# Text section

At a cursory level, it means more competition among the media that advertisers use to reach consumers — print, TV, radio and the Internet — for both audiences and revenues. It will also mean acceleration of a trend that most English language newspapers in metro India have been experiencing, of declining youth readership.
The biggest impact, however, should be on the valuations of companies that have been building business-to-consumer, or BtoC, businesses. Finally, the scale that the India market is famous for will start coming into play at least on audience numbers.
Whether this will have a revenue impact is hard to say. It depends on what is on offer online, how it affects time spent and whether advertisers pay the same kind of money to reach a viewer or a reader online that they pay in print or TV. In mature Internet markets such as the US or the UK, the cost per thousand, or CPMs, on the Internet is a fraction of that for print or TV brands. That is because the impact of any content — films, television shows or newspaper articles — on the Web is considered weaker compared to, say, the same on TV or in print.

# Information provided
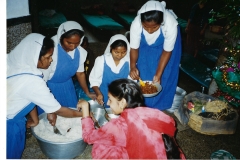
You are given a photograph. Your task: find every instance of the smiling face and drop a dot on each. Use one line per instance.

# Aim 1
From the passage on media advertising in India, reproduce word for word the part that opens with the words containing "At a cursory" and closes with "on audience numbers.".
# Aim 2
Answer these questions from the passage on media advertising in India:
(a) Which four media does it list that advertisers use to reach consumers?
(b) What does the abbreviation BtoC stand for?
(c) Which two mature Internet markets does it name?
# Aim 3
Continue the passage on media advertising in India from where it stops.

# Reply 1
At a cursory level, it means more competition among the media that advertisers use to reach consumers — print, TV, radio and the Internet — for both audiences and revenues. It will also mean acceleration of a trend that most English language newspapers in metro India have been experiencing, of declining youth readership.
The biggest impact, however, should be on the valuations of companies that have been building business-to-consumer, or BtoC, businesses. Finally, the scale that the India market is famous for will start coming into play at least on audience numbers.

# Reply 2
(a) Print, TV, radio and the Internet
(b) Business-to-consumer
(c) The US and the UK

# Reply 3
The big Internet successes on both revenues and audiences remain aggregators or search engines, such as Google, which depend on free content. On the other hand, content companies have been pathetic at making money on the Net. For example, even though the top 16 news sites in the US belong to old media companies, it is their shrinking print or TV operations that fund these sites. Therefore, much of popular online media and its growth is subsidised by old media.
So far there hasn’t emerged a profitable business model for professionally generated content online, in spite of its obvious popularity. Maybe by the time we hit 200 million, there would be one that makes sense and returns, both.